TEXT PROVIDED:
=======
Corymbia nesophila, commonly known as Melville Island bloodwood, is a species of tree that is endemic to northern Australia. It has rough, tessellated bark on the trunk and branches, lance-shaped or curved adult leaves, flower buds in groups of seven, creamy white flowers and urn-shaped fruit.

==Description==
Corymbia nesophila is a tree that typically grows to a height of 7 to 30 m and forms a lignotuber. It has rough, fibrous, greyish brown, tessellated to crumbly bark on the trunk and branches. Young plants and coppice regrowth have dull green leaves that are paler on the lower surface, mostly heart-shaped to egg-shaped, 48-125 mm long and 23-80 mm wide and petiolate. Adult leaves are glossy green, slightly paler on the lower surface, lance-shaped to curved, 73-210 mm long and 7-28 mm wide, tapering to a petiole 9-23 mm long. The flower buds are arranged on the ends of branchlets on a branched peduncle 5-17 mm long, each branch of the peduncle with seven buds on pedicels 3-11 mm long. Mature buds are oval to pear-shaped, 5-7 mm long and 3-5 mm wide with a conical to rounded operculum with a small point in the centre. Flowering occurs between May and August and the flowers are creamy white. The fruit is an urn-shaped capsule with thin walls and the valves enclosed in the fruit.
=======
RECORDS SUPPLIED:

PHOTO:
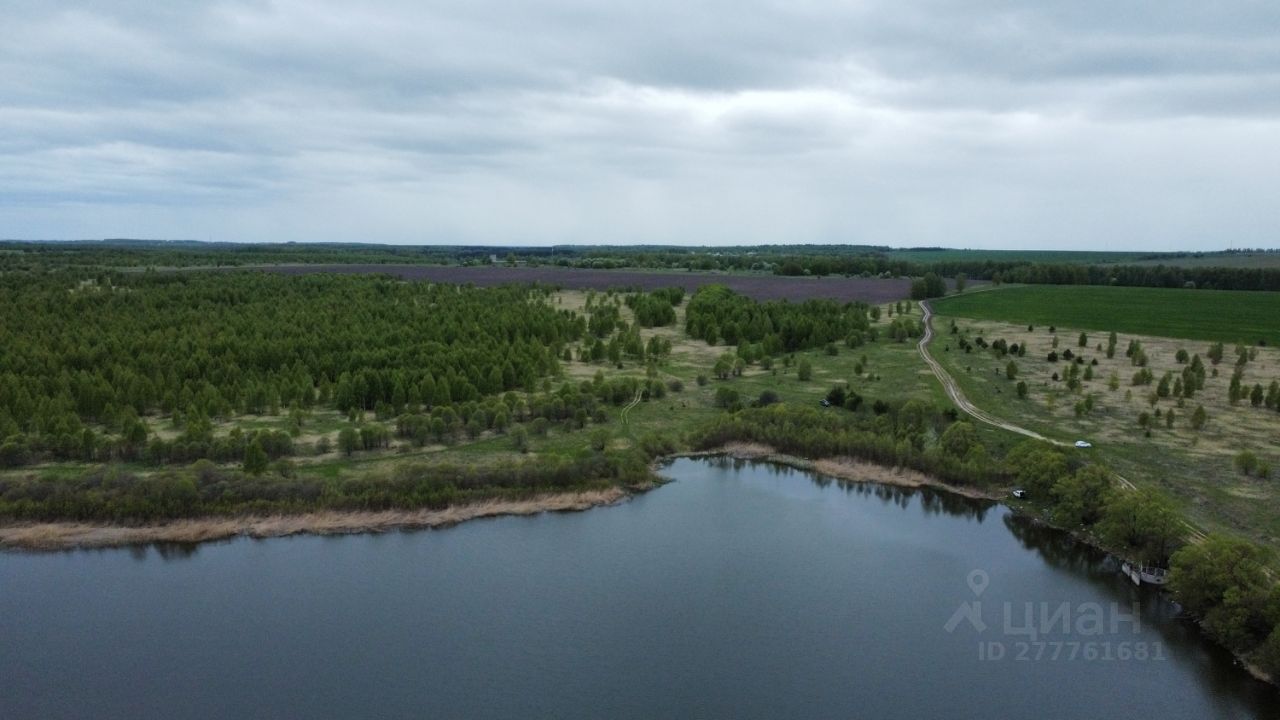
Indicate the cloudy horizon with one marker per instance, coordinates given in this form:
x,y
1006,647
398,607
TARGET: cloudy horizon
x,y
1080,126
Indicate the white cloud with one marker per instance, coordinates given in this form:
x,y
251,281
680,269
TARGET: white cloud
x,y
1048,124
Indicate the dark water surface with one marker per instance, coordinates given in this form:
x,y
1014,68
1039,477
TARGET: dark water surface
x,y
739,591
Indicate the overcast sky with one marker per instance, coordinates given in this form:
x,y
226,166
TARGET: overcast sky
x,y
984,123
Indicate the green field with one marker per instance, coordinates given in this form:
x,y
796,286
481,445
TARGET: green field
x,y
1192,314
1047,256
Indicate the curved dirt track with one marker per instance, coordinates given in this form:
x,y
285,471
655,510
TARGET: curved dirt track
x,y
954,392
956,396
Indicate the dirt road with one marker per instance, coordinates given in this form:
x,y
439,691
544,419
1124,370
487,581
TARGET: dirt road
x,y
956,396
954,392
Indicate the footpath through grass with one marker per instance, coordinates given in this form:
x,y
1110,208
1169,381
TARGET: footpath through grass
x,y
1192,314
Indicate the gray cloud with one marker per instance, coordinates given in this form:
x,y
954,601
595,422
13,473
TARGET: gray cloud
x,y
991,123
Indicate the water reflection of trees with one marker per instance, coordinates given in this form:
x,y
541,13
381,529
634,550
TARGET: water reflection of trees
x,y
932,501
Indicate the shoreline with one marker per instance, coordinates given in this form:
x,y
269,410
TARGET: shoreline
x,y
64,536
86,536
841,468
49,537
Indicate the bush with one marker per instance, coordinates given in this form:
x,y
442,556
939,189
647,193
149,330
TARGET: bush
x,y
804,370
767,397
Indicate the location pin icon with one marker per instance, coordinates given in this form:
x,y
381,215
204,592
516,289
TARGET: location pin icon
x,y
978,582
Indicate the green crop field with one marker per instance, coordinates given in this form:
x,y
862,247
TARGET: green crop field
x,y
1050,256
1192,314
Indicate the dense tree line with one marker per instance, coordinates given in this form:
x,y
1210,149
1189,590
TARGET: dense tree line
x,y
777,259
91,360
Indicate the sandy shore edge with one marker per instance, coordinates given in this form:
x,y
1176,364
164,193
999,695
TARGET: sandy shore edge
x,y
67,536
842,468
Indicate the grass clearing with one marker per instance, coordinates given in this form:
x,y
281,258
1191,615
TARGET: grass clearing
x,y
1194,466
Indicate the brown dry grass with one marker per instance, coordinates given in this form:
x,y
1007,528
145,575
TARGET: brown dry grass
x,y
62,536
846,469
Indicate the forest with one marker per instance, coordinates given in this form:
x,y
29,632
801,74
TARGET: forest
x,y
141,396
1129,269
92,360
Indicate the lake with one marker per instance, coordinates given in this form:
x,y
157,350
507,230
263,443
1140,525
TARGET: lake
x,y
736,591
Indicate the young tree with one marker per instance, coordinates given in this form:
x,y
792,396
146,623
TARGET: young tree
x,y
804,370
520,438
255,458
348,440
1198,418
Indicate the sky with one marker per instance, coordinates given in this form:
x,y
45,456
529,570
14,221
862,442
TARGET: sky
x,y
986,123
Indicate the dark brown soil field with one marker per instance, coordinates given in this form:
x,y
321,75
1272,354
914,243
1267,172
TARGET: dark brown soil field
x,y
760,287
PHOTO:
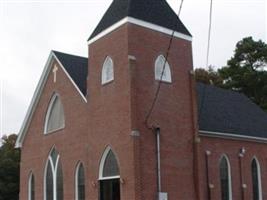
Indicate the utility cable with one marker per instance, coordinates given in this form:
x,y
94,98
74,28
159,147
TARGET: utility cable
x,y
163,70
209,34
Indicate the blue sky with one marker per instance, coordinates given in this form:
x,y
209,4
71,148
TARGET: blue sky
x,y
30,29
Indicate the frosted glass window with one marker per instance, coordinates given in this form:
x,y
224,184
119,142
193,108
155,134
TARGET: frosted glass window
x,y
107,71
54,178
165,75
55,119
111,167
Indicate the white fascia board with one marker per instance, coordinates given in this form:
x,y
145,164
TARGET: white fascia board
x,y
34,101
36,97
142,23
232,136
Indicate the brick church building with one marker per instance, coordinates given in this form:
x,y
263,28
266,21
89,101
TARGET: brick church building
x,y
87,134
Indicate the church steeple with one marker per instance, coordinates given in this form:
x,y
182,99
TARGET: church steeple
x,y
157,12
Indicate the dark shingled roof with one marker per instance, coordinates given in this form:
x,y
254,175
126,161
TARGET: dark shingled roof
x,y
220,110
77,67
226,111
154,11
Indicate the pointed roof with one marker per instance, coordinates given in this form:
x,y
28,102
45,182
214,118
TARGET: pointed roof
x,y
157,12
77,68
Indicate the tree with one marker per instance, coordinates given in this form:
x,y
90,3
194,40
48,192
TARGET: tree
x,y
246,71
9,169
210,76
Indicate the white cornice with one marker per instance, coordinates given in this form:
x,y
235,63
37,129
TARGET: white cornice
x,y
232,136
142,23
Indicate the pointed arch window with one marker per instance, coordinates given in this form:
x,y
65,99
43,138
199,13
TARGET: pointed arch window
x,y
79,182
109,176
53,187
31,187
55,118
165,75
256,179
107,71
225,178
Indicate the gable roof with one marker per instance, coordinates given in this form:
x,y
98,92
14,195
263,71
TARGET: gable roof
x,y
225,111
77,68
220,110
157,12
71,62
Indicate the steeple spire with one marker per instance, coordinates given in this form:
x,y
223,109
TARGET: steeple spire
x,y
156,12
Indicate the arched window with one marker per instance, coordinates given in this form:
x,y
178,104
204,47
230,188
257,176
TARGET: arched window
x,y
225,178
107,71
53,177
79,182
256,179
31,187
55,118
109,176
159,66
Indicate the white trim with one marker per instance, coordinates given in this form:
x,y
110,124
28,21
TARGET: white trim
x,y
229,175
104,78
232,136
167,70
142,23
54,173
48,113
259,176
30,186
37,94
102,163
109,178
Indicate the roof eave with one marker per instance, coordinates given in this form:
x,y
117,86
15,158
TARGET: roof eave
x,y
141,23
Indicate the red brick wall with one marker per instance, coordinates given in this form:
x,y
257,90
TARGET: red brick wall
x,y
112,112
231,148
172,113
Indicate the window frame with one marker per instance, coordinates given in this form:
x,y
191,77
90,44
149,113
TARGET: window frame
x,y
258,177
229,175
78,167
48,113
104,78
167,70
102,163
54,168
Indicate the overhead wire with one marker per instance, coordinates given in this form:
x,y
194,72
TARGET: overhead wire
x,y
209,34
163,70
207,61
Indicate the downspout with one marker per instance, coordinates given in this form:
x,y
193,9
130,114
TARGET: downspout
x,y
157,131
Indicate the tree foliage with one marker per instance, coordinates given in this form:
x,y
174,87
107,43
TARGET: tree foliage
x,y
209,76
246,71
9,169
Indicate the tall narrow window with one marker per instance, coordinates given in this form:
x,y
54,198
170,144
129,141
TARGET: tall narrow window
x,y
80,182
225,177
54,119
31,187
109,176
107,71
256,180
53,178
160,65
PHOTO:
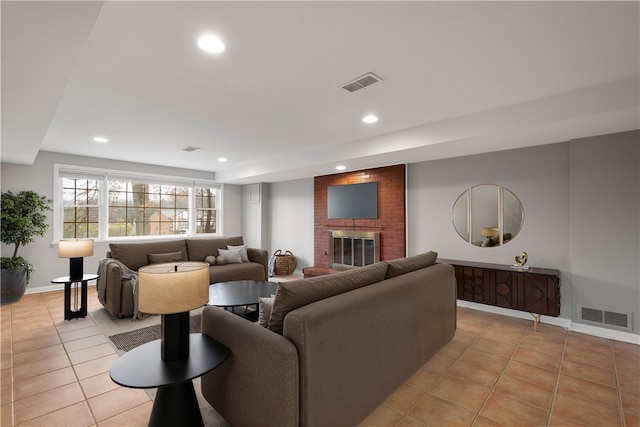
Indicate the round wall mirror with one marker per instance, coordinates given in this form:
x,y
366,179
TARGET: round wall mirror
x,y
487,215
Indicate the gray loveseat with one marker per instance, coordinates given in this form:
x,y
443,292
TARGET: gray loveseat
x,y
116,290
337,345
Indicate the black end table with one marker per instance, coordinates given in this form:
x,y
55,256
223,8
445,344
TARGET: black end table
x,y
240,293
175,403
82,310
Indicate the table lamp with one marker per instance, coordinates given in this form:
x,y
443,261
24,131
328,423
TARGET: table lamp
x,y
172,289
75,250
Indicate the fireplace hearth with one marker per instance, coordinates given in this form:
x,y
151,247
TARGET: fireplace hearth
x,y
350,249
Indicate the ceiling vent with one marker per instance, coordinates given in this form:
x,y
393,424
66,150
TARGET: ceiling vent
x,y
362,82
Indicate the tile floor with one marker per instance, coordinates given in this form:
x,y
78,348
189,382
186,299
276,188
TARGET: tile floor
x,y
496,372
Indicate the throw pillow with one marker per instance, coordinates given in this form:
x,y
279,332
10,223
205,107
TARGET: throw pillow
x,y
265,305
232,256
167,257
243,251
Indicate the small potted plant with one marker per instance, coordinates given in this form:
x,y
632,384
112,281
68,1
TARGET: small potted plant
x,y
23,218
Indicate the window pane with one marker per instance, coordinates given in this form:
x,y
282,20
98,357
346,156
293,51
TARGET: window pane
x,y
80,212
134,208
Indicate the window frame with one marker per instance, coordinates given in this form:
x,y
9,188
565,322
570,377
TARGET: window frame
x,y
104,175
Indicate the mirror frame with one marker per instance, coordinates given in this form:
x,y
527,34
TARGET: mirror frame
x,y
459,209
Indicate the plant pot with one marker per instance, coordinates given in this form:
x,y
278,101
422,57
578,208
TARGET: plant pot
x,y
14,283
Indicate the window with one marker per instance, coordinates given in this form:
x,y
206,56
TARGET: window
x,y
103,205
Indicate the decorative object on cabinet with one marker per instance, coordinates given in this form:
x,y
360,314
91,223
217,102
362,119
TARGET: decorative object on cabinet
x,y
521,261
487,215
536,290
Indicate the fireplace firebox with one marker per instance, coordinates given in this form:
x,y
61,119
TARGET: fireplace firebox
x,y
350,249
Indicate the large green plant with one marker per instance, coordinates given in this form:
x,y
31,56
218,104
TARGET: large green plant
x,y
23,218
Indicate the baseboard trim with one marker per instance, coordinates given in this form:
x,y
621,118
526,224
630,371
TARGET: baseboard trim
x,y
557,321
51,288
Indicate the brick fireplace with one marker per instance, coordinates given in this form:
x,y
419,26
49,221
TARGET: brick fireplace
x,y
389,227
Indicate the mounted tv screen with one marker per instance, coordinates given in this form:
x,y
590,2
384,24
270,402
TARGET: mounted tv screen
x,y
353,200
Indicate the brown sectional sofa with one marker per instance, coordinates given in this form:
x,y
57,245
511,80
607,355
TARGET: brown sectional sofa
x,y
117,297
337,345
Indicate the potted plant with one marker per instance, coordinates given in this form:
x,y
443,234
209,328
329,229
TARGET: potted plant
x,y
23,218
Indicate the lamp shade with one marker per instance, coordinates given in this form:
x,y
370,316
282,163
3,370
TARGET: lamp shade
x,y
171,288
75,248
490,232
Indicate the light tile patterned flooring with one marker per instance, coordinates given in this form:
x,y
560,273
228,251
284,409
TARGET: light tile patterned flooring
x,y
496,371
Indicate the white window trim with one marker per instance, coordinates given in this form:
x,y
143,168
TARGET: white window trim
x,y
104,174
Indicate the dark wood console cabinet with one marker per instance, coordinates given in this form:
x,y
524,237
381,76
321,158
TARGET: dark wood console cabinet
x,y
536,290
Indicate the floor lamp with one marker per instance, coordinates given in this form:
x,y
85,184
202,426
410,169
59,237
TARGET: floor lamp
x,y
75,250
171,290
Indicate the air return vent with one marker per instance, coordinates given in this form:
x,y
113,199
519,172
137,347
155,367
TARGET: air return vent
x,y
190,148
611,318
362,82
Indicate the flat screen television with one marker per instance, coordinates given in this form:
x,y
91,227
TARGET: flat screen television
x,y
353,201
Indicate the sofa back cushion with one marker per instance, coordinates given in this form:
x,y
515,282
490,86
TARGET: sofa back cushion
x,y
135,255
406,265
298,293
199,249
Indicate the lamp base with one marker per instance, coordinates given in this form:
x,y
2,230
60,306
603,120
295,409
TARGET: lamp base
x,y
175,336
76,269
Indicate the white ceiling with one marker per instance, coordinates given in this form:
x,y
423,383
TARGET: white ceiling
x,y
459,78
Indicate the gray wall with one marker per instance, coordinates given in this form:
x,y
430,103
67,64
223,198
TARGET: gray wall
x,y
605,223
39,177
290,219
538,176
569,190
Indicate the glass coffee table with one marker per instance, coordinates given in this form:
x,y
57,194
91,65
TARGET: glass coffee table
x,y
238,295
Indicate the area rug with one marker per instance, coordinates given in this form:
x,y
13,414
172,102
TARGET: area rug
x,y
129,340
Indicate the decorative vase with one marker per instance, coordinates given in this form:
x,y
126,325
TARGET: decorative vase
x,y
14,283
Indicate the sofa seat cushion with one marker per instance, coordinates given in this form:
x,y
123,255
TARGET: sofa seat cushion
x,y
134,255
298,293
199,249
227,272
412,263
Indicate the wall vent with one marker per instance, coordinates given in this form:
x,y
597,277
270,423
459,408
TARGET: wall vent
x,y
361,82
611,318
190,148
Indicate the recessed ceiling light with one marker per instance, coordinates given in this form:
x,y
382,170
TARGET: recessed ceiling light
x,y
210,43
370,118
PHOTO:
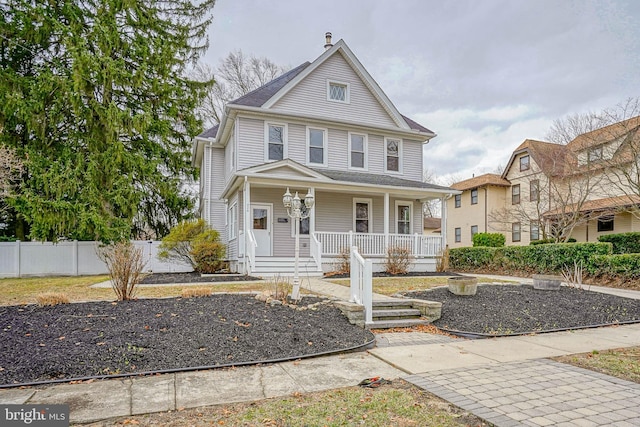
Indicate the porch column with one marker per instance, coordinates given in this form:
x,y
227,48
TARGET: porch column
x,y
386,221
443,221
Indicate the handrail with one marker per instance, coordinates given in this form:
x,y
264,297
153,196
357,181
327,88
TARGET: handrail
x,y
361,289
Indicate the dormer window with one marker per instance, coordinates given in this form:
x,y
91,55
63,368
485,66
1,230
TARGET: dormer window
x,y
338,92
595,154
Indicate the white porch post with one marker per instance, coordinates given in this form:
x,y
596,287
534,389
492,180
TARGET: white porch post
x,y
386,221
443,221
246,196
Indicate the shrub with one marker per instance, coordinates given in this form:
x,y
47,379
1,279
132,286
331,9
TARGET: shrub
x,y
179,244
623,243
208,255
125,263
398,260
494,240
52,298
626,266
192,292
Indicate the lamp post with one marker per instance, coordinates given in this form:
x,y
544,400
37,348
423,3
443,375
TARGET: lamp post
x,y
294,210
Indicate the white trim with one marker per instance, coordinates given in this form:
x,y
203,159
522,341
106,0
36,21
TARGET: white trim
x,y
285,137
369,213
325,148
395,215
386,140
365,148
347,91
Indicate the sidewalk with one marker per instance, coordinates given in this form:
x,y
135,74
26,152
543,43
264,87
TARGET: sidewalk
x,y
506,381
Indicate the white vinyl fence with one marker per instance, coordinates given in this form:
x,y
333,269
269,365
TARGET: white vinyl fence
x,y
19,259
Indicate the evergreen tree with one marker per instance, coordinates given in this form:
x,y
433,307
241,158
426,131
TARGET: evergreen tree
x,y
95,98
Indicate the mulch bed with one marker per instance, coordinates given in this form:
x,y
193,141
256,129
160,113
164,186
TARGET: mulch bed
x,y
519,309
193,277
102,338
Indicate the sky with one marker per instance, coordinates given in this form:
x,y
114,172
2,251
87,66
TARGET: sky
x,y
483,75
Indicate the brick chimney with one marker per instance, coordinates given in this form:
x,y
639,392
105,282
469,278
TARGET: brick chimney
=======
EXERCISE INSTRUCTIONS:
Can you reproduce the Melville Island bloodwood text in full, word for word? The listing isn't needed for any of this.

SOLUTION FOR THIS PROBLEM:
Corymbia nesophila, commonly known as Melville Island bloodwood, is a species of tree that is endemic to northern Australia. It has rough, tessellated bark on the trunk and branches, lance-shaped or curved adult leaves, flower buds in groups of seven, creamy white flowers and urn-shaped fruit.

==Description==
Corymbia nesophila is a tree that typically grows to a height of 7 to 30 m and forms a lignotuber. It has rough, fibrous, greyish brown, tessellated to crumbly bark on the trunk and branches. Young plants and coppice regrowth have dull green leaves that are paler on the lower surface, mostly heart-shaped to egg-shaped, 48-125 mm long and 23-80 mm wide and petiolate. Adult leaves are glossy green, slightly paler on the lower surface, lance-shaped to curved, 73-210 mm long and 7-28 mm wide, tapering to a petiole 9-23 mm long. The flower buds are arranged on the ends of branchlets on a branched peduncle 5-17 mm long, each branch of the peduncle with seven buds on pedicels 3-11 mm long. Mature buds are oval to pear-shaped, 5-7 mm long and 3-5 mm wide with a conical to rounded operculum with a small point in the centre. Flowering occurs between May and August and the flowers are creamy white. The fruit is an urn-shaped capsule with thin walls and the valves enclosed in the fruit.